* _TEXTO EXTRAÍDO_
========

Hoare, que formó parte del movimiento punk londinense de la década de los setenta, encontró dos vías de expresión al margen de la música y de sus predilectos David Bowie y Roxy Music: la literatura y el mar, con un denominador común que proclama sin reservas y que no es otro que la libertad. Una libertad que le sirve para explotar la creatividad, para reflexionar y hacernos reflexionar sobre nuestra relación con el medio natural que nos rodea. En el caso del mar, la libertad está asociada con la esperanza y los descubrimientos, con la conexión entre culturas y con la agradable nostalgia del retorno, pero también con una realidad paralela mucho más sórdida que tiene dos puntas de lanza de triste actualidad: la contaminación y la crisis de los refugiados. Es la otra cara de la libertad: la tragedia y el terror.

La cultura contra las ansias depredadoras

El mar es un contenedor. Una fosa. El testigo indiferente de desastres humanos y ambientales que no hace más que reflejar la paradoja de la existencia de los animales racionales, que somos capaces de reunir en una misma isla del Mediterráneo a un refugiado y a un turista, una patera y un crucero de lujo. De verter al agua desechos, plásticos y sustancias químicas sin fin mientras declaramos leyes para proteger a algunos de los animales que la habitan.

Hoare parte de la noción del mar como frontera para explicar las situaciones dramáticas de las personas migrantes y la problemática de los residuos; dos cuestiones que preocupan especialmente a las grandes ciudades marítimas de Europa, como Barcelona; en cuanto capital del Mediterráneo, capital cultural, icono de la integración, del turismo y la modernidad y metrópoli abierta al mar. Abierta, por ello, a un sistema de ciudades mediterráneas en red que cooperen para afrontar tales situaciones con el compromiso humanitario que legitime su política de acogida. Un reto y un deber más necesarios que nunca, vistas las medidas desiguales que los estados europeos han implementado, con dos escollos difíciles de franquear: las fronteras y las leyes.

Philip Hoare. Foto: Miquel Taverna / CCCB

Philip Hoare durante su intervención en el CCCB, el mes de septiembre pasado.

========

* _Entradas guardadas_
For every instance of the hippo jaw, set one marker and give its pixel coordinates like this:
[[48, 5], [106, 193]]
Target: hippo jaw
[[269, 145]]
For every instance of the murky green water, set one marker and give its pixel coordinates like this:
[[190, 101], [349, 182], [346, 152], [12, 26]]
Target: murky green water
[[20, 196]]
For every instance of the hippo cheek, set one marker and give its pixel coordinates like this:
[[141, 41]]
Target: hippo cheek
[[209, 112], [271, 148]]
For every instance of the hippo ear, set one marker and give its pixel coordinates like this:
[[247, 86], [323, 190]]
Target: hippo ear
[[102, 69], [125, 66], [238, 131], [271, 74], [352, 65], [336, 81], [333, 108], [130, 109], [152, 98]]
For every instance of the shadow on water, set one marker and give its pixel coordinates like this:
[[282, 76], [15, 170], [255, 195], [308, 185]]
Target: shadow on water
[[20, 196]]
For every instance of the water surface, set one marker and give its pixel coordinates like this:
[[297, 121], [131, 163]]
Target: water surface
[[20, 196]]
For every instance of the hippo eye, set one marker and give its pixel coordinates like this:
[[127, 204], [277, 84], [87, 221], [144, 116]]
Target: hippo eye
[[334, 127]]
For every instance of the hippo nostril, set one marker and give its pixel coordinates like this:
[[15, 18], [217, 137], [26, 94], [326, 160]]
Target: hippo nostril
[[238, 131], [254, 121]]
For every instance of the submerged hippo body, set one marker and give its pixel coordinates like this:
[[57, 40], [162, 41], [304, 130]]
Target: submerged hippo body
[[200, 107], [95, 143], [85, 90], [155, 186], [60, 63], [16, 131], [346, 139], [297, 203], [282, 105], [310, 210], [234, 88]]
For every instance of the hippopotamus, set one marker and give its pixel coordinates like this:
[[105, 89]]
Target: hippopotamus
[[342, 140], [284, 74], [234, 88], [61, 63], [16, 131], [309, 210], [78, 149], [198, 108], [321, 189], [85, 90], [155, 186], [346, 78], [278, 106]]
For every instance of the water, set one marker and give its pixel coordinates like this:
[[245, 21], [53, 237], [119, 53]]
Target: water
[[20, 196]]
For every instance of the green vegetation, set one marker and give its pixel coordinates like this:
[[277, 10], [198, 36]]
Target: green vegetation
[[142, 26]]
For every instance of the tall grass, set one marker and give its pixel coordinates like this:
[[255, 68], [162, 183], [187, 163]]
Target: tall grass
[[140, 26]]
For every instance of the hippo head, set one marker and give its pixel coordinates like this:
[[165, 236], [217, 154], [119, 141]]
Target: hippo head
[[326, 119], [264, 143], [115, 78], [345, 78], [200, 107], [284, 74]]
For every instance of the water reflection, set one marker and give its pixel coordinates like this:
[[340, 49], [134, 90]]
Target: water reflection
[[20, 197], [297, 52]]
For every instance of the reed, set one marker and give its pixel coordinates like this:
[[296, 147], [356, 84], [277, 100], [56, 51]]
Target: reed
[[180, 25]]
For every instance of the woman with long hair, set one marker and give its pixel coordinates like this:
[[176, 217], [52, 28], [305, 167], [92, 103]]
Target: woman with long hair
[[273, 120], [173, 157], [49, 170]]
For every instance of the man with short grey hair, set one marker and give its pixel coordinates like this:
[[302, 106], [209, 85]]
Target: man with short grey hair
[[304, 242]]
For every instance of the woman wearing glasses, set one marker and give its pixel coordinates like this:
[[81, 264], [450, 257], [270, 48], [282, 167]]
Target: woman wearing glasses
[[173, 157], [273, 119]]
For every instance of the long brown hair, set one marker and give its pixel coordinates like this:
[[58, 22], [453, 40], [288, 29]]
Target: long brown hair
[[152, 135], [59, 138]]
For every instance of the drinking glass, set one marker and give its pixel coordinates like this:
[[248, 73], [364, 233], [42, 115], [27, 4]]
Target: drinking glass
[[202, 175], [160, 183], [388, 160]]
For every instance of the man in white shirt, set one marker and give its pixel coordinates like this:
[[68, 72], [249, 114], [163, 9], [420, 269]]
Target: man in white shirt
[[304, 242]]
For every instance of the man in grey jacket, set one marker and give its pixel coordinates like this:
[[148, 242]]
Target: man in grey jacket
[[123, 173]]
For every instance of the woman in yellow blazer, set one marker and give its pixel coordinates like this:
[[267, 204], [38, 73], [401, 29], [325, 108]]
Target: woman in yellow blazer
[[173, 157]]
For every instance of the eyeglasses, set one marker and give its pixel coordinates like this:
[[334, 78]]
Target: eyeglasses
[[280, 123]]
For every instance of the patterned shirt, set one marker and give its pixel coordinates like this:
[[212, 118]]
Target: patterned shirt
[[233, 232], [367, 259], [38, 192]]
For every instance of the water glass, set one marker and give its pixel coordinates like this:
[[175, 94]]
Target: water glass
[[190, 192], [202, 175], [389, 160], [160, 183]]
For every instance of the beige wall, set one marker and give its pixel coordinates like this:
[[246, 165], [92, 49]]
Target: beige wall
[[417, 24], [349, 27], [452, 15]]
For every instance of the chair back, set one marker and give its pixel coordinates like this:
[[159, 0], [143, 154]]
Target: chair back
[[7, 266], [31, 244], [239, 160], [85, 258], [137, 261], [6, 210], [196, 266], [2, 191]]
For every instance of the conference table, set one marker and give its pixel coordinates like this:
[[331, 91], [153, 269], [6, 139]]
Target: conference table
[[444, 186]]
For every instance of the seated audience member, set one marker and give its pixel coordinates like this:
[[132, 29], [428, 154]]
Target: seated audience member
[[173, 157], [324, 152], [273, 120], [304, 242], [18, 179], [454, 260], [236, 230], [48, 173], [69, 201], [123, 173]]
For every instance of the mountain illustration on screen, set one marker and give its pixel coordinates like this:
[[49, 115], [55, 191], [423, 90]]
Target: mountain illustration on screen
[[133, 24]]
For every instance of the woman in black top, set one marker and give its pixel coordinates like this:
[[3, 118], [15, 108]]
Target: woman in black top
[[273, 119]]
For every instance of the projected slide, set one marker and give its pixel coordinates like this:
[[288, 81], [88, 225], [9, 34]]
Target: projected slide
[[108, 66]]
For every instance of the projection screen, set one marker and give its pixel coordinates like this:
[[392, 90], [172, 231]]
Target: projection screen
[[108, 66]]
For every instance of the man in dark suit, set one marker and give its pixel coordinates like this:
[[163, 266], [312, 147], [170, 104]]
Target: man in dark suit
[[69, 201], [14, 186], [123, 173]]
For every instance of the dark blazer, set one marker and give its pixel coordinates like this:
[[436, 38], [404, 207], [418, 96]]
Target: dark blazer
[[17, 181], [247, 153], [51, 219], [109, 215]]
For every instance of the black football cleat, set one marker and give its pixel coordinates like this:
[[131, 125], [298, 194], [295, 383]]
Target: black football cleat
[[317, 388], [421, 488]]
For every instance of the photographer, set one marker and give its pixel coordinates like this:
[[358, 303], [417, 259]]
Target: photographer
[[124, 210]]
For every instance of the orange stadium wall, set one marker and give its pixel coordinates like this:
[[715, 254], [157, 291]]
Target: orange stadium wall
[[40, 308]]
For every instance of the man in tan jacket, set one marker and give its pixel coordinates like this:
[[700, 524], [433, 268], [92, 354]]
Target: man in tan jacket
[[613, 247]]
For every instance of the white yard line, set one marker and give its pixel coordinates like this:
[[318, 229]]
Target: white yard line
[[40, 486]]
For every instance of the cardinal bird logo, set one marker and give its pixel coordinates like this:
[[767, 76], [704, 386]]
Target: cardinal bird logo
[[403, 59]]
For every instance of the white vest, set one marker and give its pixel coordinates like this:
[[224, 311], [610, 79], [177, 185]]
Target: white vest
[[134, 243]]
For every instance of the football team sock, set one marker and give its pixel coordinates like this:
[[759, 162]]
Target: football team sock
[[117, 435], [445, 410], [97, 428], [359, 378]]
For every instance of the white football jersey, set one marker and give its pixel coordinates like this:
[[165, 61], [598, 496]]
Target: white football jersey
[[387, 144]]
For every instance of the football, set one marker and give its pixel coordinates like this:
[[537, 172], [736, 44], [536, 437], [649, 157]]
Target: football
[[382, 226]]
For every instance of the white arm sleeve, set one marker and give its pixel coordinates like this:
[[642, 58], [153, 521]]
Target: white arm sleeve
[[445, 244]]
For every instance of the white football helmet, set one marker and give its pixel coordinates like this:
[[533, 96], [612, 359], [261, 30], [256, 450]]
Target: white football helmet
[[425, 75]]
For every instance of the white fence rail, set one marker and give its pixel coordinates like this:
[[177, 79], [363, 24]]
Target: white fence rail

========

Según el texto extraído, ¿con qué está asociada la libertad en el caso del mar? Enumere esos elementos sin incluir la «realidad paralela mucho más sórdida».

- La esperanza
- Los descubrimientos
- La conexión entre culturas
- La agradable nostalgia del retorno